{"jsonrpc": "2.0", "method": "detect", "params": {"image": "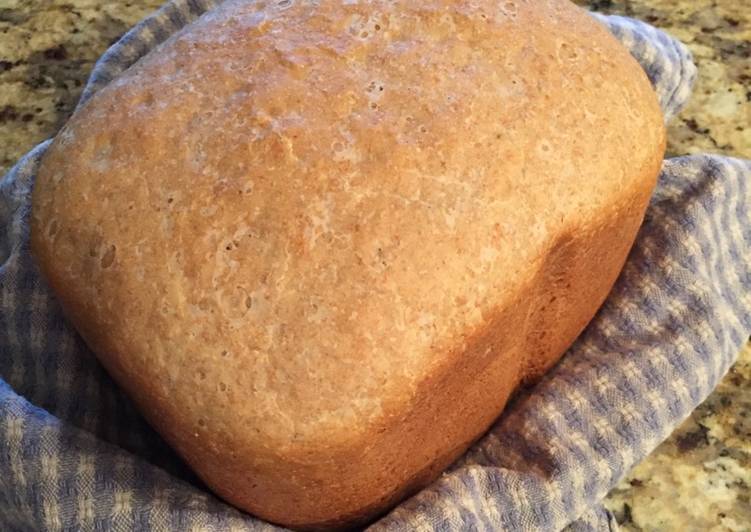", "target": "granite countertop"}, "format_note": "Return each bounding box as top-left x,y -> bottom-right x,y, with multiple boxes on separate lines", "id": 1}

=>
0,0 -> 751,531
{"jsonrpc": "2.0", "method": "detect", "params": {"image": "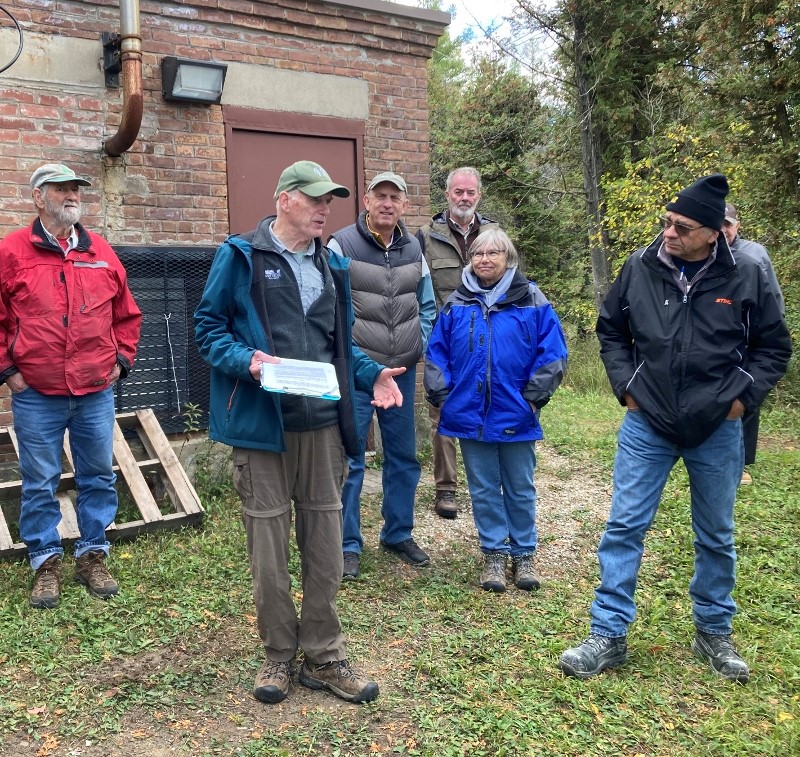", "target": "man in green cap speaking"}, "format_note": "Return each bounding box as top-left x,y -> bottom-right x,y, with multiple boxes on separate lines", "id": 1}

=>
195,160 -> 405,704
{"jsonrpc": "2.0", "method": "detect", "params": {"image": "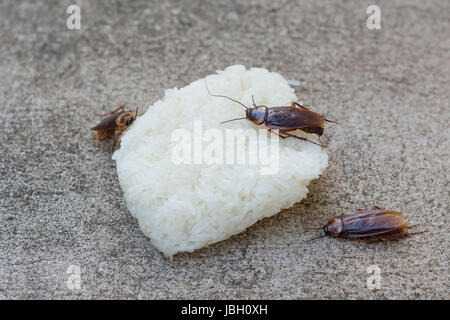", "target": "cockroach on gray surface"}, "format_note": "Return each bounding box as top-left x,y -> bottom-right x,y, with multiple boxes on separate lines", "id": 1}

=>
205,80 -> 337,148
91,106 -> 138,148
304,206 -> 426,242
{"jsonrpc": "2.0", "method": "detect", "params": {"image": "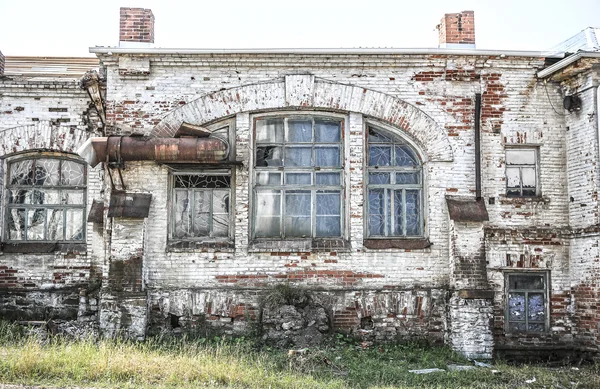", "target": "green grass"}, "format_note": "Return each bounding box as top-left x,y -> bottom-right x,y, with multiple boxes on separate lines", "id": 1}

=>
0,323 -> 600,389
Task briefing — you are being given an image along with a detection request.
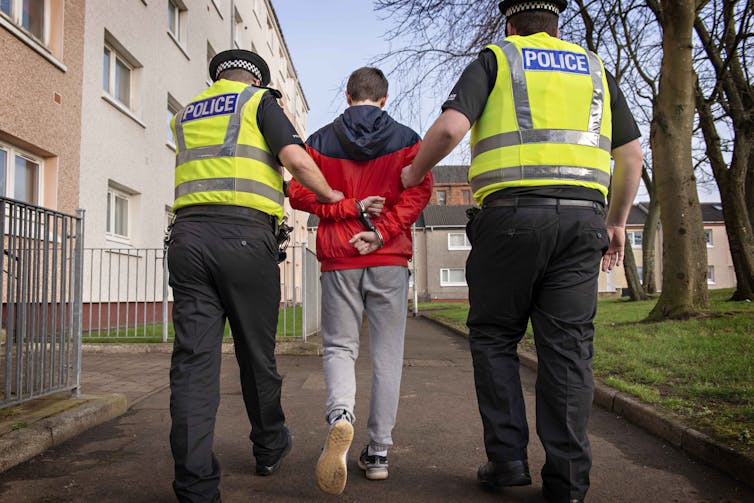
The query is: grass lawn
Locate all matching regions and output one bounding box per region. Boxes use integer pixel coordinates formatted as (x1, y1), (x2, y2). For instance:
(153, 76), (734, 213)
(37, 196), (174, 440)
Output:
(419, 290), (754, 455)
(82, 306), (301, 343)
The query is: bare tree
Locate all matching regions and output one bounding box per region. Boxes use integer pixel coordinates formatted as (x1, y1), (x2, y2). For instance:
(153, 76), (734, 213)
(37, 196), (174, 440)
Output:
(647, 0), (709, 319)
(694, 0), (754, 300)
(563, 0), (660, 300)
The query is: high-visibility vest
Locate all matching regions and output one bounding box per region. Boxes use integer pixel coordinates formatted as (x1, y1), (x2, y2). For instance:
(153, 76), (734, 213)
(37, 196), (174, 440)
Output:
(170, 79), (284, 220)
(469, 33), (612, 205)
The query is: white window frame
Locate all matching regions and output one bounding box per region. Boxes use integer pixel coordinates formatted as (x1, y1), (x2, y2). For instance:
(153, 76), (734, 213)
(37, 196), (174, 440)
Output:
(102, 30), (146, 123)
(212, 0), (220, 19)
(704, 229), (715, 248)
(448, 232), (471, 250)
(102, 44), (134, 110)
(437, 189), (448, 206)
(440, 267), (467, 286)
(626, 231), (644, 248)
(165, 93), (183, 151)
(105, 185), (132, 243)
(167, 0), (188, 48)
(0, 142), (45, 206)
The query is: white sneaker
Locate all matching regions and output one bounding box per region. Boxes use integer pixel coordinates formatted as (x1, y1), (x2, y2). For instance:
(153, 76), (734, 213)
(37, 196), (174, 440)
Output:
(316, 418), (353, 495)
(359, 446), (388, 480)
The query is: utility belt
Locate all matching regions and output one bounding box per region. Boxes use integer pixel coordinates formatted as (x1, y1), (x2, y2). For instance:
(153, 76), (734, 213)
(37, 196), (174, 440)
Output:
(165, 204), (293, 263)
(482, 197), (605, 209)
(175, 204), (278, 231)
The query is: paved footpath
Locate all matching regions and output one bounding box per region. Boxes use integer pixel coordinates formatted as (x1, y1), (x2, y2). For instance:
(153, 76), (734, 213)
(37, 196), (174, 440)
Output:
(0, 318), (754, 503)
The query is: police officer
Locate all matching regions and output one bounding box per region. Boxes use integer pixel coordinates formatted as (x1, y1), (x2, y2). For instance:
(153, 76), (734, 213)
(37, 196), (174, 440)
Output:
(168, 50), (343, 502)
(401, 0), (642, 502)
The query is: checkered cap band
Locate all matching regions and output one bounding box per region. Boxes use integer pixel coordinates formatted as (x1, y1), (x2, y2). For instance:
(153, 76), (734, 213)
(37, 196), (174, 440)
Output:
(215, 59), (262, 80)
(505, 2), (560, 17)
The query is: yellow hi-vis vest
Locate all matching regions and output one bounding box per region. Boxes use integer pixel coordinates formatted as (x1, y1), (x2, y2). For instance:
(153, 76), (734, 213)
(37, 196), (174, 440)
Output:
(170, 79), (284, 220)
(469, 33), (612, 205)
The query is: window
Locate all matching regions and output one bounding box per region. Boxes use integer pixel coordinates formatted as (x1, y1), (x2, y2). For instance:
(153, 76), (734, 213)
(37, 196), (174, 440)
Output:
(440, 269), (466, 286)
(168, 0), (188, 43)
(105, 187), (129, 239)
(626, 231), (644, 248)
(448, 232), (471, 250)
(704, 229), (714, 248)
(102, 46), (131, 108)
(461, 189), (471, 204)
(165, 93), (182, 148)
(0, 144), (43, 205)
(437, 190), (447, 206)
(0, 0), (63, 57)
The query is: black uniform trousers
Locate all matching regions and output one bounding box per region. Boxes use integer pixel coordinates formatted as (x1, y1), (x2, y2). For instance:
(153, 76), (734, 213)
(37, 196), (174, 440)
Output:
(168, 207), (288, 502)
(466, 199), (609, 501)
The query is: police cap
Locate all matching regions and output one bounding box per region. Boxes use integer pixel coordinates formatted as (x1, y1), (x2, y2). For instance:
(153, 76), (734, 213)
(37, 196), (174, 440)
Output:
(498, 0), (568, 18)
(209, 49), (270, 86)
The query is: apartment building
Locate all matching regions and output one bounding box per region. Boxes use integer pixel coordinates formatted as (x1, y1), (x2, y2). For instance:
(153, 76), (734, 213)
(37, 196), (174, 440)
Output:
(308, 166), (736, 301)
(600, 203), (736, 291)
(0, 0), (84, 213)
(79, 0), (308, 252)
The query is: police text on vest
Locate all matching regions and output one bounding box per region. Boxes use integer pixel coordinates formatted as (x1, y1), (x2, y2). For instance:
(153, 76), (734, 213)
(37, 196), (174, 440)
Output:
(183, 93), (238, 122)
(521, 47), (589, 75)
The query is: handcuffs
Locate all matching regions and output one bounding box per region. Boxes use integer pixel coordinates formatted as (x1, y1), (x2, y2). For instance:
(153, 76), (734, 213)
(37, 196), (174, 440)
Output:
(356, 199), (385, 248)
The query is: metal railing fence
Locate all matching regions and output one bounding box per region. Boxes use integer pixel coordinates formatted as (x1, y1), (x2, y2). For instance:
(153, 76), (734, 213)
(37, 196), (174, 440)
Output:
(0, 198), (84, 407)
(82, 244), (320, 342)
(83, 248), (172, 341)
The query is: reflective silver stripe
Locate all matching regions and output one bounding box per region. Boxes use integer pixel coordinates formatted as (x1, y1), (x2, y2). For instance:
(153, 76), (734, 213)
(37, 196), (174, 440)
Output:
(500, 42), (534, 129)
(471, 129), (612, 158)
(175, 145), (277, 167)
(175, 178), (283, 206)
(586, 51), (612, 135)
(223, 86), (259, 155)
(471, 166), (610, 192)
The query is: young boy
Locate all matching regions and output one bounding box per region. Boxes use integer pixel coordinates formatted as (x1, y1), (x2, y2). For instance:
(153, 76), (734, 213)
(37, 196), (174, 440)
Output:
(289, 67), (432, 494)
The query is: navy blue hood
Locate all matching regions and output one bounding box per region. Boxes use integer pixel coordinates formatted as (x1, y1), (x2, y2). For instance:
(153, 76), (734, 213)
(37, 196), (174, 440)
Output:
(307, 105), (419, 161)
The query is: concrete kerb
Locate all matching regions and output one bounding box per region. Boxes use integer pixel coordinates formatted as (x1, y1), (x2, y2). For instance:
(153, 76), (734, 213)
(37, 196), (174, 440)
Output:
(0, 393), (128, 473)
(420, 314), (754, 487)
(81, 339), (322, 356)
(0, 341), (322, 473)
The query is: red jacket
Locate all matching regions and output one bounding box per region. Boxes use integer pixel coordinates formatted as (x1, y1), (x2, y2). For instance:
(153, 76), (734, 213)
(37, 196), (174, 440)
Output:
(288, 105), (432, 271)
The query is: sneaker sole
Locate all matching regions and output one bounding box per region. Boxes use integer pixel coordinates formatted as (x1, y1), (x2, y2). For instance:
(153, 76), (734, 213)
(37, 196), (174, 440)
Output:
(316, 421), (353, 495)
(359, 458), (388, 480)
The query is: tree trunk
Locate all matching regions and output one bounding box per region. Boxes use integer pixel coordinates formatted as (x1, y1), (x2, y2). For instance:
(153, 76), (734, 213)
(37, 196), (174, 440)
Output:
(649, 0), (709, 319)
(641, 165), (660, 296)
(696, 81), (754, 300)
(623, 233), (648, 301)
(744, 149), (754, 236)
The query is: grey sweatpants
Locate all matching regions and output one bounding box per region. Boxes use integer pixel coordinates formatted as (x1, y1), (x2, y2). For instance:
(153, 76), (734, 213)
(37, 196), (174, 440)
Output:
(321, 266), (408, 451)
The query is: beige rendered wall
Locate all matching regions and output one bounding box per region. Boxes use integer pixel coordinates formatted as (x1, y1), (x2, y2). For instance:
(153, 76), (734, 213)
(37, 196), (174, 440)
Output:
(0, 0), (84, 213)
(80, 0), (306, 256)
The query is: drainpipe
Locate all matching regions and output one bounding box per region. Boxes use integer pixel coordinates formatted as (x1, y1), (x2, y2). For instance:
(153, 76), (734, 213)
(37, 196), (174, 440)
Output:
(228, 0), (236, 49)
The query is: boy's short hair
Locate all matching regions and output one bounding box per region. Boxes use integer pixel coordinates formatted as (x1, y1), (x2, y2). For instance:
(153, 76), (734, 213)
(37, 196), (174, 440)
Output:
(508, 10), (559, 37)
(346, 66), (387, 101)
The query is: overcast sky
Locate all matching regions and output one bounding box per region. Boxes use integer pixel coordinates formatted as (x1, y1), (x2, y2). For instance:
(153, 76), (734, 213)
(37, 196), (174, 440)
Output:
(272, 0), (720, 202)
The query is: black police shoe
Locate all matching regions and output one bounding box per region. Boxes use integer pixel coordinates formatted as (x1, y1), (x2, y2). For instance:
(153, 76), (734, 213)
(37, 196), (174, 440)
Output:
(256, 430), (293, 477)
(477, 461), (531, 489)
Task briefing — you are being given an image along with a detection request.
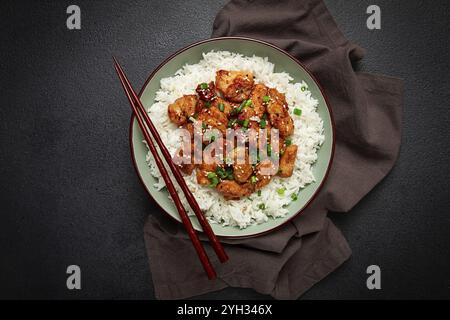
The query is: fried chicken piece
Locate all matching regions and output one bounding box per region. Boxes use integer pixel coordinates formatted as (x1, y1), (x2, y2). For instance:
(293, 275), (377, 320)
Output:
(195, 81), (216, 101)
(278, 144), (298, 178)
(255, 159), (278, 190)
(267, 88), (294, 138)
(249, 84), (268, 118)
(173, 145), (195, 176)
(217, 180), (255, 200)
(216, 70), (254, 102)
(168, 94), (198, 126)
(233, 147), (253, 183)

....

Update the stretch from "The query is: overcast sky" through "(477, 461), (531, 489)" by replacing "black police shoe" with "black boot", leaving everything else in those lines unchanged.

[Solved exercise]
The query is: overcast sky
Locate all matching regions and output one bounding box per region. Boxes use integer pixel coordinates formatted as (x1, y1), (x2, y2). For instance:
(153, 76), (734, 213)
(37, 196), (174, 440)
Output:
(272, 0), (720, 202)
The query is: black boot
Locate all matching regions and output one bounding box per region. Boxes use integer pixel coordinates formatted as (x1, y1), (x2, y2). For instance:
(153, 76), (734, 213)
(37, 196), (174, 440)
Output:
(256, 430), (293, 477)
(477, 461), (531, 489)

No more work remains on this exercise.